━━━ Source document ━━━
# What is your opinion on the Aqueon Betta Bowl Plus Water Conditioner?



## ArcticRain (Aug 11, 2011)

I went to Petco today to buy some Water Conditioner. I have heard people say that Prime is the best, but they didn't have any. I spent 30 minuets there and ended up buying, Aqueon Betta Bowl Plus. 

Is this a good Water Conditioner? 
The dosing on the bottle says 1tsp for every 1 gallon, Is this a good amount? 
How long should i wait to put the fish in his tank after putting in the conditioner?

By the way, my tank is a 2.5 gallon, filtered and heated. 
Please any information would be helpful. Thank you!


----------



## Tikibirds (May 26, 2011)

i have used it without any issues, although i normally use stress coat. I out the fish in after they floated in their cups for a few minutes.


----------



## Banicks (Aug 20, 2011)

I'm not familar with it. But I personally can recommend API Stress Coat or Sera Aquatan Water Conditioner


----------



## Tisia (Mar 15, 2011)

most betta conditioners just seem to be diluted down versions of the normal ones. looks decent, but the regular aqueon conditioner would give you more bang for the buck since it's a more concentrated formula


----------



## audjree (Jul 8, 2011)

i used to use that one because it came with the aqueon betta pellets, but it ran out so quickly because the amount is only good for around 6 gallons of water. but, i didn't have any other problems with it. 

now, i use prime and API stress coat+.


----------
━━━ Record excerpts ━━━
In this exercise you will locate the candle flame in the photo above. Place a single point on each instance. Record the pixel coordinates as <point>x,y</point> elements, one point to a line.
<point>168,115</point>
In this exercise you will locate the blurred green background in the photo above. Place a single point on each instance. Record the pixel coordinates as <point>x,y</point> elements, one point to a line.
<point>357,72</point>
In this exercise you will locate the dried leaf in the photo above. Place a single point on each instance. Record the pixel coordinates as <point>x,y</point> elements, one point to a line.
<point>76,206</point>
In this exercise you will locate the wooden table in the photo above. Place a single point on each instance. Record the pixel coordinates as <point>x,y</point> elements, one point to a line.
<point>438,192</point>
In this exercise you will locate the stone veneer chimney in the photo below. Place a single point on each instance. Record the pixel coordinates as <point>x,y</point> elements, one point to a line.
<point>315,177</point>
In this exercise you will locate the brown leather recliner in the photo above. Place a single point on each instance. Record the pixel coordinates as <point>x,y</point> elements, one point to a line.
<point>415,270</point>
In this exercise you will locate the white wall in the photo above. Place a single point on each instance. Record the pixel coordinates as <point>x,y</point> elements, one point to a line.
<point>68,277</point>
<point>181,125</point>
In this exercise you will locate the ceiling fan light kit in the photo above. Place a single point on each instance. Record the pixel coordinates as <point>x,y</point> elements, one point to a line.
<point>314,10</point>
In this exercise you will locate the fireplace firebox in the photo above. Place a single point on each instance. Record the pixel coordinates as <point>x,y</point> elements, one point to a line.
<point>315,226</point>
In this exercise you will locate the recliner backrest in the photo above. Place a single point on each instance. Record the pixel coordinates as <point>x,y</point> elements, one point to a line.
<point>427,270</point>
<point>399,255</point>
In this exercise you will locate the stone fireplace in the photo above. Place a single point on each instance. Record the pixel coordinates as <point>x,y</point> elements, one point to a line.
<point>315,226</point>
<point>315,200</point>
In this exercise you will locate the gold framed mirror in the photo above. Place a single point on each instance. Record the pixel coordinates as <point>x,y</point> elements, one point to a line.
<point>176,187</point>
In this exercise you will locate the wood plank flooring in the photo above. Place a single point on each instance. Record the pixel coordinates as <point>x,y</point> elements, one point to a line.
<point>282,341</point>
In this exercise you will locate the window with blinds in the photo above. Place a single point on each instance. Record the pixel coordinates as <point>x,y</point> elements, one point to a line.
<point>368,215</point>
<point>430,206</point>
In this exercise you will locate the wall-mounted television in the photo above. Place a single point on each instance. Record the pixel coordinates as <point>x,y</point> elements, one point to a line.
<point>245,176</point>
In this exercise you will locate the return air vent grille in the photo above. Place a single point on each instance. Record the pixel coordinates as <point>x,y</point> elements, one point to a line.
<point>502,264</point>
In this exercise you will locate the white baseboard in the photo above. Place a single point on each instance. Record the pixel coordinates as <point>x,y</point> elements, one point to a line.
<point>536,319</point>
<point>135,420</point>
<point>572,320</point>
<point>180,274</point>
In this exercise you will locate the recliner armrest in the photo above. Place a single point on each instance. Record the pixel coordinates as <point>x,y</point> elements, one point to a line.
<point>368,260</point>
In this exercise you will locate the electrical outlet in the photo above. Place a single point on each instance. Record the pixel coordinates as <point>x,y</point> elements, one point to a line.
━━━
In the betta conditioner thread, what size is ArcticRain's tank? Work only from the betta conditioner thread and leave the data out of it.

Answer to this problem: 2.5 gallons